**What the task asks:**
Copy the lines below, starting with the line containing "In this exercise you will locate the girl's hand" and going on through the line containing "<point>191,465</point>". Shift every point coordinate by adding 25 to both x and y, and leave all other text in those lines unchanged.

=== Records to process ===

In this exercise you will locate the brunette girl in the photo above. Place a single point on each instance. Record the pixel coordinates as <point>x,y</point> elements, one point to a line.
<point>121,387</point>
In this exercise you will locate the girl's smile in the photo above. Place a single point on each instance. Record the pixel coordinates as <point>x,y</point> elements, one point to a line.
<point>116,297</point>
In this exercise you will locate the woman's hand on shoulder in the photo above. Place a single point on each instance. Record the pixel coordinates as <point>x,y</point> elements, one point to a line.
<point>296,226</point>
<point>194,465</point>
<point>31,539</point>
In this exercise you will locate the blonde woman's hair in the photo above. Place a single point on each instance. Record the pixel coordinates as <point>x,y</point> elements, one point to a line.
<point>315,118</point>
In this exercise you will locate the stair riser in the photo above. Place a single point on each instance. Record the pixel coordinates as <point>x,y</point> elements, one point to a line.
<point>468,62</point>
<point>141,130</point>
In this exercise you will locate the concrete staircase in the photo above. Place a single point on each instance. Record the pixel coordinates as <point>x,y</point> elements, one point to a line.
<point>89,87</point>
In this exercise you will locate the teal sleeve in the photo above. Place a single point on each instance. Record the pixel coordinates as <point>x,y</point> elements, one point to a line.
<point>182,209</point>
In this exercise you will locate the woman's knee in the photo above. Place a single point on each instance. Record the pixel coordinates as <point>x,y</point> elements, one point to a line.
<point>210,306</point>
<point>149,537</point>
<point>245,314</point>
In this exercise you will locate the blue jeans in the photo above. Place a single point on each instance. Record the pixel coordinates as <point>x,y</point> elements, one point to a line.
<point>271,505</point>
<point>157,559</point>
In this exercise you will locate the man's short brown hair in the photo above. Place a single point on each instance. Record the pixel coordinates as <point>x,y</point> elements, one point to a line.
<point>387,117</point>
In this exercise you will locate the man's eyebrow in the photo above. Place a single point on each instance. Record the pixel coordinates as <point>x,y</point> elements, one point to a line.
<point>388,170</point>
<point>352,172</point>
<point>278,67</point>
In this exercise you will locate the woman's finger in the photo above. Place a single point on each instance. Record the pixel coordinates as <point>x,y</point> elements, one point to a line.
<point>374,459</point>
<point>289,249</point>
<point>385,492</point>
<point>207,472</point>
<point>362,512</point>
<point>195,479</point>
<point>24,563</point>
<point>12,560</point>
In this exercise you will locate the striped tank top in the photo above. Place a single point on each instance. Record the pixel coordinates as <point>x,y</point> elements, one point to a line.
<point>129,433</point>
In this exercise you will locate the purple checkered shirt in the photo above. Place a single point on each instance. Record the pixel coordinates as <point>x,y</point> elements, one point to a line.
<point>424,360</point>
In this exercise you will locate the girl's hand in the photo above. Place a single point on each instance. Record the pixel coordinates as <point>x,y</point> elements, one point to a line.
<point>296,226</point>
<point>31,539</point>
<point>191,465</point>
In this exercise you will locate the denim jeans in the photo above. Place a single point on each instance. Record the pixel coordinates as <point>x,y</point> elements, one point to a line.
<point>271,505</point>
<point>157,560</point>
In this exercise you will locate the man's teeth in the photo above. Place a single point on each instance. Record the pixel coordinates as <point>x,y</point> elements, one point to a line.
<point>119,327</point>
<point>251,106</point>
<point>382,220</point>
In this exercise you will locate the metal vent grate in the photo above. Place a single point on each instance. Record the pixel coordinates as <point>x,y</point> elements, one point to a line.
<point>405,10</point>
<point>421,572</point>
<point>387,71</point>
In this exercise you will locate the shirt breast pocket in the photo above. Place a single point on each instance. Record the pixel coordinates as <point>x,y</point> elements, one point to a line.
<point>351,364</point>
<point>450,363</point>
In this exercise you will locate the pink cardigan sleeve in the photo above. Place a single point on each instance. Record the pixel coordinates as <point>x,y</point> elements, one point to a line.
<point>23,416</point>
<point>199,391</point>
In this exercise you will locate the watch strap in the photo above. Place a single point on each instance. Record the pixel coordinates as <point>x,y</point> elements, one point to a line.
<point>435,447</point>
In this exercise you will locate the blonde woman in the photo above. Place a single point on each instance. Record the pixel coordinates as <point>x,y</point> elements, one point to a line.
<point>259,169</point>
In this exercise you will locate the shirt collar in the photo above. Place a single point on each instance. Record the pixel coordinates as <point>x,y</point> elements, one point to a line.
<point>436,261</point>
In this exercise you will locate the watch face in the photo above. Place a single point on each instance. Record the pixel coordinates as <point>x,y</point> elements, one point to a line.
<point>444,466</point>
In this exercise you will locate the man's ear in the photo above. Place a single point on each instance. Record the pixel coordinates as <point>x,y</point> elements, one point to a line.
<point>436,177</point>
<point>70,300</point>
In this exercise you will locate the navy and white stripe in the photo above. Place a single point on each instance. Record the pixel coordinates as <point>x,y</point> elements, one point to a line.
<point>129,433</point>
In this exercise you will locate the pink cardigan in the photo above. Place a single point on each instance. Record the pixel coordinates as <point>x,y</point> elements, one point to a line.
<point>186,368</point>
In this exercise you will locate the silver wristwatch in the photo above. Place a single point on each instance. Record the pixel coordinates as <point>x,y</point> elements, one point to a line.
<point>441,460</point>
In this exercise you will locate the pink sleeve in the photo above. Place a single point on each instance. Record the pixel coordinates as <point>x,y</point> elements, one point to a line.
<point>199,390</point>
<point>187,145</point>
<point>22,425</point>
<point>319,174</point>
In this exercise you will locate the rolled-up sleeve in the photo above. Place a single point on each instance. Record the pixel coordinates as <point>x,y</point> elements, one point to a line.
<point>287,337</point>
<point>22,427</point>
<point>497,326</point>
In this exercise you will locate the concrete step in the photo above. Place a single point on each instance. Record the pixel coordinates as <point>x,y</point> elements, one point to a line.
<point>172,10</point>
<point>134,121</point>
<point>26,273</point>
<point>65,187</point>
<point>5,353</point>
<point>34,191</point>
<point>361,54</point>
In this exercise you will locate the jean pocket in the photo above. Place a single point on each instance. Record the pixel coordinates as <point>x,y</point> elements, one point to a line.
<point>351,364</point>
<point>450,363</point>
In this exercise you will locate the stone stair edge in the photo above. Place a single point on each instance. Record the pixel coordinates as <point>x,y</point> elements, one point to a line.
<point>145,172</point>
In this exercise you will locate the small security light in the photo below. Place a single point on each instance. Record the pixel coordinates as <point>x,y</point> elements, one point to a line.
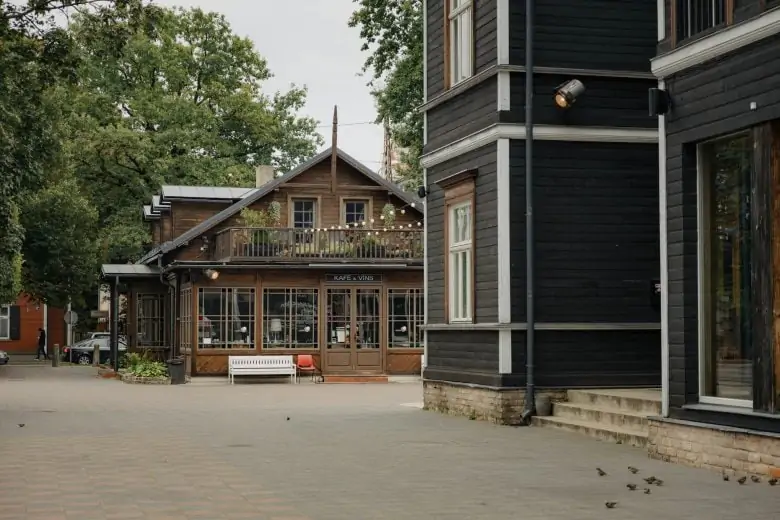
<point>567,93</point>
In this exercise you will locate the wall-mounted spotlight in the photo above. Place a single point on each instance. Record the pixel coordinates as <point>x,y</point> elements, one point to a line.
<point>660,102</point>
<point>566,94</point>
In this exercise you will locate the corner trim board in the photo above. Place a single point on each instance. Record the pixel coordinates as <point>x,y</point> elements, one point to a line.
<point>542,133</point>
<point>717,44</point>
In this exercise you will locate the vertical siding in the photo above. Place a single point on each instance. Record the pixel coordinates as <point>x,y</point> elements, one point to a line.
<point>486,271</point>
<point>597,34</point>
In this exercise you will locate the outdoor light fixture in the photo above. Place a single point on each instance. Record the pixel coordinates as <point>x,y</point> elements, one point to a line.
<point>659,101</point>
<point>567,93</point>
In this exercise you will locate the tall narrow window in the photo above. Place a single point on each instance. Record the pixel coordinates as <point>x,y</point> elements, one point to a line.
<point>461,44</point>
<point>303,213</point>
<point>5,322</point>
<point>460,262</point>
<point>726,343</point>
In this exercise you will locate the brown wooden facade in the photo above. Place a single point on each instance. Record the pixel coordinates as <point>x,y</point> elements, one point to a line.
<point>351,292</point>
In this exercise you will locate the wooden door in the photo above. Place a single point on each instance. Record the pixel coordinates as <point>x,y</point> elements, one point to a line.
<point>353,330</point>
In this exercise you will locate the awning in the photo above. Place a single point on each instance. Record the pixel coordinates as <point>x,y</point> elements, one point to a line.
<point>129,271</point>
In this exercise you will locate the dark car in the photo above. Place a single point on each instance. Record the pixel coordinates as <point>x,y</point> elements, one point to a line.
<point>82,351</point>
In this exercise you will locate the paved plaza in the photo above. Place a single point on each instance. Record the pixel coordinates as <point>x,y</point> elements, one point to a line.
<point>98,449</point>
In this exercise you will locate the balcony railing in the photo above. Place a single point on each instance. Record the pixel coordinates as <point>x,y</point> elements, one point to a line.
<point>330,245</point>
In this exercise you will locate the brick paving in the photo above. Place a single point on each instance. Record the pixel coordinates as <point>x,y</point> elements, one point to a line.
<point>99,449</point>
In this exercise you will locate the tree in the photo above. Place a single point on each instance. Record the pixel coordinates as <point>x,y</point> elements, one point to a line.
<point>169,96</point>
<point>392,32</point>
<point>34,55</point>
<point>60,251</point>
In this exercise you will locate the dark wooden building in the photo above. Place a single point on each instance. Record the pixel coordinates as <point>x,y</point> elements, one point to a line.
<point>326,260</point>
<point>595,163</point>
<point>718,67</point>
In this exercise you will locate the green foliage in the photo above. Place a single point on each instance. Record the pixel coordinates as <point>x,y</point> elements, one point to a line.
<point>392,32</point>
<point>171,96</point>
<point>60,249</point>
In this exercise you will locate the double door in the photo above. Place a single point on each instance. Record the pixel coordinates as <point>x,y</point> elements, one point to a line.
<point>353,332</point>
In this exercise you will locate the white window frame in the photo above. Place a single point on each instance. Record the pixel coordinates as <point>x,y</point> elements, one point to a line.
<point>703,183</point>
<point>461,44</point>
<point>457,248</point>
<point>5,315</point>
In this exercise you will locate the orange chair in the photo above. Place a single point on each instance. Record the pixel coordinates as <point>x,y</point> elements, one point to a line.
<point>305,363</point>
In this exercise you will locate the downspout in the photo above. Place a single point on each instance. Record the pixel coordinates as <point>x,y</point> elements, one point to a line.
<point>530,399</point>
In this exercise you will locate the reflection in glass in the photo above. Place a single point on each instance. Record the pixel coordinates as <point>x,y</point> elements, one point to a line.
<point>226,318</point>
<point>405,318</point>
<point>290,318</point>
<point>728,341</point>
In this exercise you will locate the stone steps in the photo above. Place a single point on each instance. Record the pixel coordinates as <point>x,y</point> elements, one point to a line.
<point>611,415</point>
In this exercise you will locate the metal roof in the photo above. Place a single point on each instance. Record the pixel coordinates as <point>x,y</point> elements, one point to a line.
<point>129,270</point>
<point>267,188</point>
<point>204,192</point>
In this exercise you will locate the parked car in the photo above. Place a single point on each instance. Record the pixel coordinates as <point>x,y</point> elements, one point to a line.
<point>81,352</point>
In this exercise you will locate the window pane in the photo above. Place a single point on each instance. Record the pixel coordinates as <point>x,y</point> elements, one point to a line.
<point>728,347</point>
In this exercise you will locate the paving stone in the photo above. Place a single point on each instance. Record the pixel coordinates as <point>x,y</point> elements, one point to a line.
<point>95,449</point>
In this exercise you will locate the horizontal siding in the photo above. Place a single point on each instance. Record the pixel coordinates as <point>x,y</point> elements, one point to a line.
<point>464,114</point>
<point>596,359</point>
<point>485,263</point>
<point>597,34</point>
<point>596,232</point>
<point>614,102</point>
<point>469,351</point>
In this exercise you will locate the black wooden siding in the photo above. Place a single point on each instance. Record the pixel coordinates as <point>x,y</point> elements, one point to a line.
<point>709,101</point>
<point>485,45</point>
<point>597,34</point>
<point>469,351</point>
<point>596,359</point>
<point>485,240</point>
<point>596,225</point>
<point>464,114</point>
<point>613,102</point>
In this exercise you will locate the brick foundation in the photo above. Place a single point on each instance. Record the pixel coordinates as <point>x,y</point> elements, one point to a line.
<point>496,405</point>
<point>729,450</point>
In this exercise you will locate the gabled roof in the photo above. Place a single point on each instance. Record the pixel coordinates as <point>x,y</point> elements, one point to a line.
<point>204,192</point>
<point>267,188</point>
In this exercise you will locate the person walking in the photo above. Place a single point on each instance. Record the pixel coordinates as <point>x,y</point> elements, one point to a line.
<point>41,346</point>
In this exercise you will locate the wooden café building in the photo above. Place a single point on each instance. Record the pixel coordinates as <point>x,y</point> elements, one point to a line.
<point>325,260</point>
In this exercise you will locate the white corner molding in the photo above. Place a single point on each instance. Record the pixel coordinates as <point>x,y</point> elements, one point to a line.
<point>541,133</point>
<point>502,38</point>
<point>664,262</point>
<point>504,87</point>
<point>717,44</point>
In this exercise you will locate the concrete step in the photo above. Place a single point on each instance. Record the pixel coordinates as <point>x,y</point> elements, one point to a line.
<point>616,417</point>
<point>595,430</point>
<point>646,402</point>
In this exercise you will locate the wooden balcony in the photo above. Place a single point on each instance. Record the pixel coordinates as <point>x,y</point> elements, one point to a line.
<point>295,245</point>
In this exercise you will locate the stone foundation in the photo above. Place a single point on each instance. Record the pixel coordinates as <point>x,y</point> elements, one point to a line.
<point>495,405</point>
<point>723,449</point>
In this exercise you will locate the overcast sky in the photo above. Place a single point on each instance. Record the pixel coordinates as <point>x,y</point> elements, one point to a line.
<point>307,42</point>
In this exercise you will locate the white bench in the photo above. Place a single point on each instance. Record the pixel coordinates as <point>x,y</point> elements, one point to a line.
<point>261,366</point>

===

**Output for this task:**
In this exercise you will locate the girl's hand in the photo above. Place a single point on each instance. Record the pixel coordinates as <point>x,y</point> elements, one point to a line.
<point>321,251</point>
<point>56,564</point>
<point>216,490</point>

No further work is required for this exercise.